> [Perguntas]
a) Responda com base no trecho sobre a inflação no Brasil:
(i) Segundo o trecho, o que os "estruturalistas" atacavam em vez de defender abertamente a inflação?
(ii) Em que se tornava a inflação quando os "desenvolvimentistas" conseguiam se afastar de sua autoria?
(iii) Que imagens se encontram nos cadernos de imagens dos livros sobre a inflação, como o da jornalista Miriam Leitão?
b) Dê prosseguimento ao trecho sobre a inflação no Brasil a partir da última frase apresentada.

> [Documento de origem]
Poucos se dão conta da importância e da contundência desse drible dado pelos “estruturalistas”: nunca se fazia uma defesa aberta da inflação, mas um ataque às políticas monetárias ortodoxas e à austeridade. Em retrospecto, deveria ser claro que “o inimigo do meu inimigo é meu amigo” e que os “estruturalistas” estavam trabalhando a favor da inflação, às vezes admitindo “expropriar os rentistas”, ou “tributar a riqueza ociosa”, um argumento que frequentemente se associava a Lord Keynes.
Porém, os “desenvolvimentistas” sempre conseguiam se afastar da (autoria da) inflação, que se tornava, assim, uma criatura órfã, um mal impessoal, um cadáver sem o assassino para se tornar um inimigo público. Quem eram os amigos da inflação? Não deveria ser difícil apontar os culpados, mas o fato é que o Brasil nunca teve um rosto para tornar o patrono da inflação. Quem percorrer os cadernos de imagens dos livros sobre a inflação, como o da jornalista Miriam Leitão, vai encontrar fotos de prateleiras vazias, máquinas de remarcação e cédulas cheias de zeros ou carimbos, mas nenhum economista desses que criticam os “métodos convencionais” de combate à inflação.

> [Conteúdo dos dados]

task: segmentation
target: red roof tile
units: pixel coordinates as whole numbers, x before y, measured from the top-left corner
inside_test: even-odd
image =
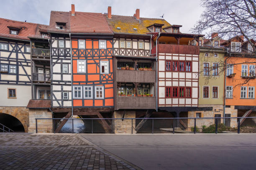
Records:
[[[47,109],[51,108],[51,100],[30,100],[27,106],[29,109]]]

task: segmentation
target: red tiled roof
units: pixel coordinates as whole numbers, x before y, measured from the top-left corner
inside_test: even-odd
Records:
[[[10,29],[8,27],[20,28],[18,35],[10,34]],[[40,35],[40,28],[47,29],[48,25],[34,23],[14,21],[0,18],[0,36],[10,37],[22,40],[29,40],[28,36]]]
[[[111,34],[103,15],[100,13],[75,12],[74,16],[70,17],[70,27],[72,32]]]
[[[51,100],[30,100],[27,106],[29,109],[47,109],[51,108]]]

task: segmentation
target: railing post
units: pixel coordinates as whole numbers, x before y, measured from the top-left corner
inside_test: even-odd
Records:
[[[215,126],[216,127],[215,127],[215,134],[217,134],[218,133],[218,119],[216,119],[216,125]]]
[[[154,120],[152,120],[152,134],[154,133]]]
[[[197,132],[197,119],[195,119],[195,122],[194,122],[194,134],[195,134]]]
[[[238,128],[237,129],[237,133],[240,133],[240,118],[238,118]]]
[[[36,119],[36,133],[37,133],[37,119]]]

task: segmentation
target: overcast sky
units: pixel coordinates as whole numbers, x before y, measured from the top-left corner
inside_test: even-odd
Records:
[[[1,0],[0,18],[49,25],[51,10],[69,11],[72,3],[77,11],[107,12],[110,6],[113,15],[133,16],[136,8],[141,17],[160,18],[164,14],[171,24],[183,25],[183,33],[190,33],[204,10],[200,0]]]

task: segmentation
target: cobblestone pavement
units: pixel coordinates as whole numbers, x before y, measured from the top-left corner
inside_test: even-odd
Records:
[[[74,169],[136,169],[79,135],[0,133],[1,170]]]

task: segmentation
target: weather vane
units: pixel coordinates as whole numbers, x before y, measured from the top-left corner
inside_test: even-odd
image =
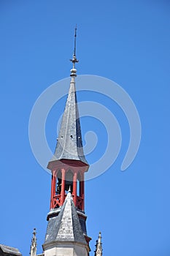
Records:
[[[75,68],[75,63],[76,62],[79,62],[79,61],[76,59],[76,39],[77,39],[77,25],[75,27],[75,30],[74,30],[74,53],[73,53],[73,59],[70,59],[70,61],[72,62],[73,64],[73,69]]]

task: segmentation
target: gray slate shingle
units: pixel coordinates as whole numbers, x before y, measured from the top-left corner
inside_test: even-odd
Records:
[[[0,255],[18,255],[21,256],[22,254],[20,252],[18,249],[7,245],[0,244]]]
[[[84,156],[75,84],[71,81],[55,154],[50,162],[61,159],[80,160]]]

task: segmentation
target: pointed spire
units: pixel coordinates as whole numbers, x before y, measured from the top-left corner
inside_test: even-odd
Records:
[[[74,34],[74,49],[73,59],[73,68],[71,69],[72,77],[70,88],[61,124],[59,136],[57,139],[54,157],[50,162],[61,159],[79,160],[88,165],[83,152],[81,127],[77,108],[77,101],[75,89],[75,78],[77,70],[75,63],[78,62],[76,58],[76,37],[77,27]]]
[[[36,256],[36,228],[34,228],[33,237],[31,239],[31,245],[30,249],[30,255]]]
[[[102,243],[101,243],[101,232],[99,232],[98,238],[96,241],[94,256],[102,256],[102,251],[103,251],[103,249],[102,249]]]

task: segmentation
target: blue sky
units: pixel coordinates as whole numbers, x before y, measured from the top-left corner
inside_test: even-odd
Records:
[[[88,98],[109,108],[123,134],[113,166],[86,182],[91,255],[100,230],[104,256],[110,252],[116,256],[169,255],[169,1],[1,0],[0,7],[0,243],[19,248],[25,256],[36,227],[42,252],[50,176],[31,152],[29,116],[46,88],[69,77],[77,23],[77,73],[103,76],[120,85],[133,99],[142,127],[138,154],[121,172],[129,140],[123,113],[108,98],[78,94],[80,102]],[[47,120],[53,151],[65,100],[53,107]],[[98,121],[82,118],[81,124],[82,134],[93,127],[98,138],[106,138]],[[105,146],[98,139],[88,162]]]

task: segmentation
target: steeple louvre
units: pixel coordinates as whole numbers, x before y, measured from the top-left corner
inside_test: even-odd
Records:
[[[30,248],[30,256],[36,256],[36,229],[34,228],[33,237],[31,240],[31,245]]]
[[[99,232],[98,238],[96,241],[94,256],[102,256],[102,252],[103,252],[103,249],[102,249],[102,243],[101,243],[101,232]]]

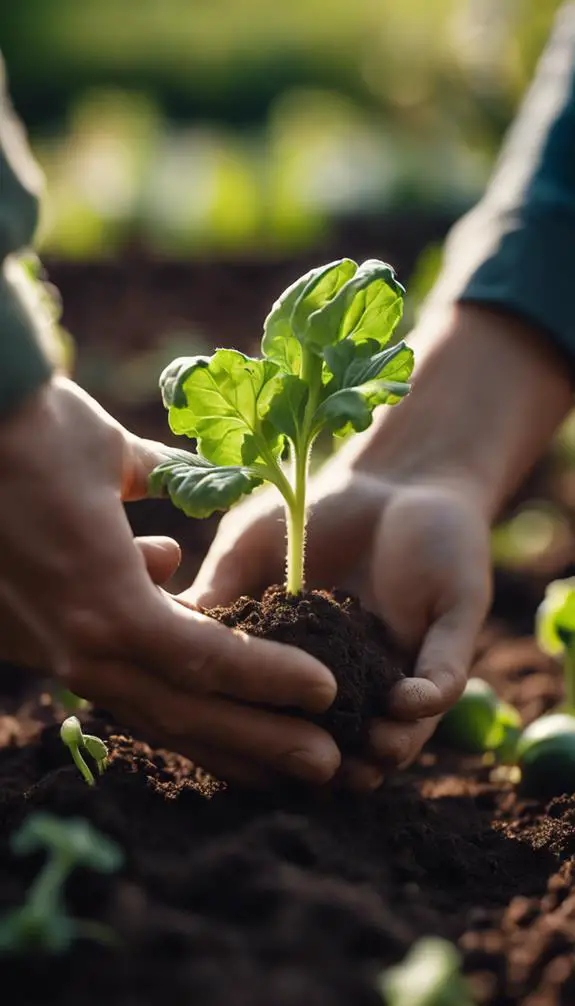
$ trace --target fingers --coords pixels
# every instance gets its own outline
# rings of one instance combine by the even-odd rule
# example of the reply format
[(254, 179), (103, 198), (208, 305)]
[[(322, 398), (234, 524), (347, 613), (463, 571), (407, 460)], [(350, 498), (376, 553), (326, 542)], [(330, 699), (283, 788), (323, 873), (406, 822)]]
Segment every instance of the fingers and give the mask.
[(457, 606), (431, 626), (423, 640), (413, 677), (392, 689), (389, 712), (400, 720), (445, 712), (465, 687), (483, 609)]
[(146, 498), (148, 478), (156, 466), (166, 459), (169, 449), (159, 441), (144, 440), (129, 430), (121, 429), (125, 440), (122, 499), (128, 503)]
[(182, 552), (177, 541), (161, 535), (142, 535), (135, 538), (154, 583), (166, 583), (178, 568)]
[(192, 586), (182, 600), (202, 608), (258, 597), (283, 578), (285, 522), (275, 496), (262, 493), (221, 521)]
[(337, 692), (331, 671), (303, 650), (227, 629), (160, 592), (139, 613), (134, 645), (146, 666), (187, 691), (311, 713)]
[(440, 720), (430, 716), (413, 723), (378, 719), (370, 730), (370, 754), (382, 768), (406, 769), (417, 758)]

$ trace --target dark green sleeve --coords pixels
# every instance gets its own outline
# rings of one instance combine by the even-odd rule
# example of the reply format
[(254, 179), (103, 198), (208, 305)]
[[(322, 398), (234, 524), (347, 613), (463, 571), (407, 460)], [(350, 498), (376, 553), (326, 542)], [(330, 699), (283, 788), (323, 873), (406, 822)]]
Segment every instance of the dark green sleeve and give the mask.
[(51, 373), (40, 321), (15, 259), (32, 242), (40, 190), (41, 177), (11, 109), (0, 56), (0, 417)]
[(477, 206), (453, 228), (427, 307), (517, 314), (575, 362), (575, 4), (559, 13)]

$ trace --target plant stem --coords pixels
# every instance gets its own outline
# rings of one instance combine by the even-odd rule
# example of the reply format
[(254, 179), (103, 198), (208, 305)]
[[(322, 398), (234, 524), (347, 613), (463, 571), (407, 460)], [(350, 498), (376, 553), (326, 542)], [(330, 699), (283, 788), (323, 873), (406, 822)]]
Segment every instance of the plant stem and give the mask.
[(301, 378), (308, 385), (308, 401), (300, 437), (293, 444), (294, 503), (288, 505), (288, 594), (298, 595), (304, 590), (304, 558), (306, 554), (306, 490), (308, 467), (312, 449), (312, 420), (316, 411), (318, 393), (322, 383), (322, 360), (310, 350), (302, 354)]
[(565, 678), (565, 704), (567, 712), (575, 716), (575, 646), (567, 646), (563, 662)]

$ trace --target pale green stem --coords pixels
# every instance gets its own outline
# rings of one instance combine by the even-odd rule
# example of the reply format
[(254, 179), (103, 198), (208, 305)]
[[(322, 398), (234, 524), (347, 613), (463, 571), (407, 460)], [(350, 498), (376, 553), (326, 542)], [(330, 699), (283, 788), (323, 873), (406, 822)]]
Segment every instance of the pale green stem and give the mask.
[(565, 678), (565, 704), (567, 712), (575, 716), (575, 645), (570, 645), (565, 650), (563, 676)]
[(312, 421), (316, 411), (318, 392), (322, 383), (322, 361), (314, 353), (304, 350), (302, 355), (302, 380), (309, 388), (308, 402), (300, 437), (293, 445), (294, 503), (286, 508), (288, 522), (288, 594), (301, 594), (305, 585), (304, 563), (306, 555), (306, 490), (308, 467), (312, 448)]
[(82, 759), (79, 747), (76, 744), (69, 745), (69, 751), (73, 759), (76, 769), (81, 772), (83, 778), (85, 779), (88, 786), (95, 786), (95, 779), (93, 778), (91, 771), (88, 769), (86, 763)]
[(304, 555), (306, 551), (306, 483), (308, 481), (308, 451), (294, 458), (294, 504), (286, 507), (288, 522), (288, 594), (304, 590)]

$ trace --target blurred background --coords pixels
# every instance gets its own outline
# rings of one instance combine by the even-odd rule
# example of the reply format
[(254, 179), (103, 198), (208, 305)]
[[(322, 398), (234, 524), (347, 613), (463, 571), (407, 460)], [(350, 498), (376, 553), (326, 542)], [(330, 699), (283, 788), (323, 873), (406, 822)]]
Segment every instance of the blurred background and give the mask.
[[(271, 300), (341, 255), (394, 265), (409, 325), (559, 5), (3, 4), (13, 101), (47, 180), (39, 248), (80, 382), (137, 432), (169, 439), (164, 364), (254, 350)], [(504, 565), (570, 557), (574, 459), (570, 423), (494, 536)], [(136, 529), (170, 530), (166, 506), (140, 507)], [(169, 520), (197, 554), (213, 532)]]

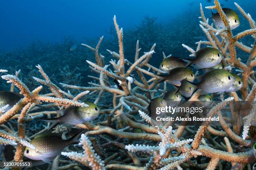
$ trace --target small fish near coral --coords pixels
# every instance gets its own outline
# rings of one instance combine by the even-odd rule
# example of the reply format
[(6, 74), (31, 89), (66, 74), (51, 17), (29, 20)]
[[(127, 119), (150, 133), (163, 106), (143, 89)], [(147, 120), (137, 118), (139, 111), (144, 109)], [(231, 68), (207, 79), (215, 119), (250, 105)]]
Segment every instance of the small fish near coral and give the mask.
[[(142, 25), (150, 25), (144, 28), (152, 35), (144, 34), (144, 30), (142, 36), (137, 32), (129, 34), (118, 25), (114, 16), (115, 31), (111, 33), (116, 34), (116, 42), (110, 41), (110, 45), (105, 46), (102, 36), (95, 47), (82, 44), (82, 48), (78, 48), (77, 44), (70, 46), (69, 41), (63, 48), (66, 55), (72, 55), (73, 62), (76, 56), (86, 55), (86, 59), (83, 58), (86, 66), (82, 64), (88, 76), (84, 79), (92, 80), (86, 82), (88, 85), (81, 83), (83, 76), (76, 73), (80, 68), (58, 68), (59, 72), (51, 75), (49, 74), (50, 68), (59, 65), (55, 62), (49, 66), (42, 62), (44, 67), (38, 65), (35, 69), (28, 66), (26, 72), (20, 74), (15, 72), (19, 60), (12, 61), (15, 65), (3, 66), (1, 161), (29, 160), (35, 163), (30, 168), (34, 170), (255, 169), (255, 16), (236, 3), (239, 13), (223, 8), (218, 0), (205, 2), (212, 5), (205, 7), (208, 14), (202, 4), (194, 1), (187, 4), (191, 10), (200, 7), (196, 25), (202, 31), (179, 37), (182, 42), (175, 43), (180, 45), (178, 47), (159, 48), (178, 51), (178, 48), (184, 48), (187, 50), (182, 53), (185, 55), (166, 57), (163, 52), (162, 59), (157, 44), (153, 42), (150, 47), (145, 44), (154, 41), (151, 35), (161, 37), (161, 42), (170, 38), (173, 41), (173, 36), (166, 36), (164, 31), (154, 34), (158, 30), (151, 29), (151, 22)], [(208, 16), (212, 10), (217, 13)], [(238, 16), (245, 19), (240, 20)], [(192, 21), (195, 22), (188, 22), (189, 27)], [(174, 26), (173, 30), (165, 31), (176, 36), (181, 26)], [(192, 29), (187, 27), (187, 30)], [(179, 32), (174, 32), (175, 29)], [(136, 36), (143, 39), (134, 46), (127, 43), (128, 35), (130, 39)], [(199, 38), (199, 41), (194, 42), (193, 37)], [(137, 40), (135, 38), (132, 41)], [(58, 50), (50, 55), (54, 61), (51, 55), (60, 52), (56, 46), (54, 49)], [(131, 46), (135, 51), (125, 51)], [(110, 48), (118, 52), (107, 50)], [(42, 55), (35, 52), (34, 47), (32, 49), (33, 56)], [(147, 49), (149, 51), (141, 51)], [(87, 53), (89, 50), (91, 51)], [(69, 60), (67, 56), (62, 57)], [(203, 114), (206, 118), (218, 117), (217, 124), (210, 119), (198, 125), (186, 126), (187, 121), (182, 121), (182, 125), (171, 126), (171, 121), (160, 123), (149, 114), (157, 108), (178, 108), (185, 102), (183, 100), (210, 103), (205, 105)], [(238, 102), (246, 109), (236, 108), (234, 103)], [(251, 107), (247, 108), (243, 103)]]

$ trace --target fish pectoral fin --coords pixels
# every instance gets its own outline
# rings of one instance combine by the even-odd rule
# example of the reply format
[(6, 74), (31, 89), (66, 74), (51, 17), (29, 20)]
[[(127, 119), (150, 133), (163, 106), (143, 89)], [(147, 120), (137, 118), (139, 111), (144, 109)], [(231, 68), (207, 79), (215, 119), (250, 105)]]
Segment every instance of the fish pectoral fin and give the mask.
[(52, 157), (46, 158), (43, 159), (42, 160), (44, 162), (46, 162), (46, 163), (50, 163), (51, 162), (51, 161), (55, 159), (55, 158), (56, 158), (56, 156), (53, 156)]

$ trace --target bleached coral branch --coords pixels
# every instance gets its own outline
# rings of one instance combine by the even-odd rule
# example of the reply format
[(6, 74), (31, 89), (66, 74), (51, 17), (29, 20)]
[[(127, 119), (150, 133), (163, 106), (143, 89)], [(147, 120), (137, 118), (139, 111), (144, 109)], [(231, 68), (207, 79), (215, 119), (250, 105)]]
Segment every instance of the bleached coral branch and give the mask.
[(5, 105), (4, 106), (0, 108), (0, 114), (5, 112), (5, 110), (9, 107), (9, 105)]
[(7, 72), (8, 71), (6, 70), (0, 69), (0, 72)]
[(0, 130), (0, 136), (5, 139), (7, 139), (13, 141), (14, 142), (18, 142), (22, 145), (30, 148), (31, 149), (35, 149), (35, 146), (29, 142), (23, 139), (20, 139), (18, 137), (14, 136), (12, 134), (5, 132), (3, 130)]
[(69, 158), (77, 160), (80, 163), (90, 167), (93, 170), (104, 170), (104, 162), (95, 153), (92, 147), (92, 143), (84, 135), (81, 136), (79, 145), (82, 145), (84, 150), (84, 154), (74, 152), (62, 152), (61, 155), (68, 156)]
[(17, 143), (14, 142), (13, 140), (6, 139), (0, 137), (0, 145), (17, 145)]
[(148, 145), (146, 146), (145, 145), (139, 145), (138, 144), (136, 144), (136, 145), (126, 145), (125, 148), (128, 151), (133, 152), (140, 151), (144, 153), (148, 153), (152, 154), (154, 152), (159, 149), (159, 147), (154, 146), (149, 146)]

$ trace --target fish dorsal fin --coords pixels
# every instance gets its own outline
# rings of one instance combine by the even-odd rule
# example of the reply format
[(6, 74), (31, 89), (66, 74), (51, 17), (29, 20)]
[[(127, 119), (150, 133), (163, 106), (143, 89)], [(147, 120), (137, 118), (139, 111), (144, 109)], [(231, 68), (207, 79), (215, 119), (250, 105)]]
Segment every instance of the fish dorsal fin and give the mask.
[(61, 136), (62, 135), (62, 132), (61, 133), (52, 133), (51, 132), (45, 132), (43, 133), (39, 133), (39, 134), (37, 135), (34, 139), (36, 139), (42, 137), (58, 137), (60, 138), (61, 138)]

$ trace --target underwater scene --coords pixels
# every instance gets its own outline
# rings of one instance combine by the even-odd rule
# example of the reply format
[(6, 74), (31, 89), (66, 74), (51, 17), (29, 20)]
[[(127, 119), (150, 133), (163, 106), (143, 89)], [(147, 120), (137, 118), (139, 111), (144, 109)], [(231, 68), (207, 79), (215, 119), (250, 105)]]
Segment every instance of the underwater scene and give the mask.
[(5, 0), (0, 169), (256, 170), (256, 1)]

> [Respostas por tarefa]
a)
(i) As políticas monetárias ortodoxas e a austeridade.
(ii) Uma criatura órfã, um mal impessoal, um cadáver sem o assassino para se tornar um inimigo público.
(iii) Fotos de prateleiras vazias, máquinas de remarcação e cédulas cheias de zeros ou carimbos.

b)
Em tempos mais recentes, os amigos da inflação ampliaram o arsenal de pretextos para a complacência com a inflação com uma espécie de ressurreição torta da “inflação estrutural”, eis que a inflação observada no segmento de serviços do IPCA — que está rodando na faixa de 10% anuais — estaria associada à ascensão da classe média, processo desejável, uma espécie de “inflação do bem”, refletindo fenômenos fora do alcance da política monetária. O inflacionismo estaria em busca de uma aliança com o politicamente correto.
Há enorme heterogeneidade dentro de “serviços” no IPCA, com uma infinidade de histórias sobre mercados específicos. Há fenômenos associados ao ciclo imobiliário (aluguel, condomínio, estacionamento), outros às ventanias do turismo (passagens aéreas, hotéis, motéis, espetáculos), e os serviços que incluem componentes digitais (celulares, internet, fotocópia). Há a “inflação médica”, decorrente de mais “tecnologia embarcada”, mas o setor seguramente possui economias de escala, o mesmo valendo para os serviços educacionais. E há os itens afetados pelo salário mínimo (consertos e serviços pessoais), e também a deflação dos eletrônicos (duráveis, ou mais baratos ou melhores).
O que há de comum nesses enredos?
Existem centenas, talvez milhares de histórias sobre mudanças de preços relativos, vale dizer, sobre “inflação (ou deflação) estrutural”, pois o sistema de preços está sempre a vibrar, como um organismo vivo e irrequieto. Quem tem cinquenta teorias sobre inflação estrutural na verdade não tem nenhuma. Se existe algum traço comum em cada uma dessas narrativas de “choques de oferta” é que todos os preços são denominados na mesma moeda, que pode valer mais ou menos dependendo da política monetária.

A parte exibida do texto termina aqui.